Task details
Retype exactly the stretch of lines that begins at the line containing "Scan the screenshot above and identify where the boat seat" and ends at the last line of the data, with no other lines.

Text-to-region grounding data
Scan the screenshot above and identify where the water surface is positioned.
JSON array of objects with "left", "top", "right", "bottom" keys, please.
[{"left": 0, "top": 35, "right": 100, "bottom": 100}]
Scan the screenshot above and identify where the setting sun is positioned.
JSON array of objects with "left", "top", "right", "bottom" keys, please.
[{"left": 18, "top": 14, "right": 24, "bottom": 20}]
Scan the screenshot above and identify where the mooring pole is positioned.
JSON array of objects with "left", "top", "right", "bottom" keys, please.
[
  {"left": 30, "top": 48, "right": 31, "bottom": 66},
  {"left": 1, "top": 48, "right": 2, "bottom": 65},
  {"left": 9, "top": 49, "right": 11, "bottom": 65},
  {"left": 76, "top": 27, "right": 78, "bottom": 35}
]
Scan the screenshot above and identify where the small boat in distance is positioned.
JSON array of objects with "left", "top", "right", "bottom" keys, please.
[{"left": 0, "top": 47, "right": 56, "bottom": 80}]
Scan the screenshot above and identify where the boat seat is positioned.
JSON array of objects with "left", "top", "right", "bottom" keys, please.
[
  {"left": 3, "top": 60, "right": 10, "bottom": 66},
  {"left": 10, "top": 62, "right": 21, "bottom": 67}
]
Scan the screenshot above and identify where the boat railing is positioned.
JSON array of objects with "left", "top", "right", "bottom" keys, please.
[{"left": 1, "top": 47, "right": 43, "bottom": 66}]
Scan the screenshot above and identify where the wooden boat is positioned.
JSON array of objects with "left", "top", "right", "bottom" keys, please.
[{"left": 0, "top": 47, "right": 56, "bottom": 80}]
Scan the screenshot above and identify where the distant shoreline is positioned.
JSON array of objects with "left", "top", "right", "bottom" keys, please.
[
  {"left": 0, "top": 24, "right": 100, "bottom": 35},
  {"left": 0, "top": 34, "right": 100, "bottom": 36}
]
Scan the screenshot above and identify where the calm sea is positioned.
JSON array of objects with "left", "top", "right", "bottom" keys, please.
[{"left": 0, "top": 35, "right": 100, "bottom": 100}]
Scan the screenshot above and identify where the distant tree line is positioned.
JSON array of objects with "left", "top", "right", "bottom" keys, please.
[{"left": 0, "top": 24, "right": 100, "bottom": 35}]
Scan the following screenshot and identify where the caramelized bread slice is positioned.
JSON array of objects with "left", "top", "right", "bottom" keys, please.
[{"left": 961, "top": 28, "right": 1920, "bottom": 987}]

Task solution
Scan the screenshot above and identify where the boat seat is positioned.
JSON array of objects with "left", "top", "right", "bottom" keys, please.
[
  {"left": 3, "top": 60, "right": 10, "bottom": 66},
  {"left": 10, "top": 62, "right": 21, "bottom": 67}
]
Scan the screenshot above and identify where the boat railing is positioned.
JSON array of objects with "left", "top", "right", "bottom" keys, please.
[{"left": 1, "top": 47, "right": 43, "bottom": 66}]
Scan the screenshot above and identify where the wooden boat is positioned.
JSON array of objects with "left", "top", "right", "bottom" keys, please.
[{"left": 0, "top": 47, "right": 56, "bottom": 80}]
Scan the screenshot above and identify where the distant shoreline is positioned.
JSON array of objects with "left", "top", "right", "bottom" keys, please.
[
  {"left": 0, "top": 24, "right": 100, "bottom": 35},
  {"left": 0, "top": 34, "right": 100, "bottom": 36}
]
Scan the screenshot above and identify where the calm sea is positioned.
JSON array of objects with "left", "top", "right", "bottom" keys, please.
[{"left": 0, "top": 35, "right": 100, "bottom": 100}]
Scan the screenshot above and identify where the distant tree line is positioned.
JSON array of objects with "left", "top", "right", "bottom" keys, please.
[{"left": 0, "top": 24, "right": 100, "bottom": 35}]
Scan the following screenshot and identify where the caramelized bread slice is positioned.
JSON array of objects with "left", "top", "right", "bottom" keys, please.
[{"left": 961, "top": 28, "right": 1920, "bottom": 987}]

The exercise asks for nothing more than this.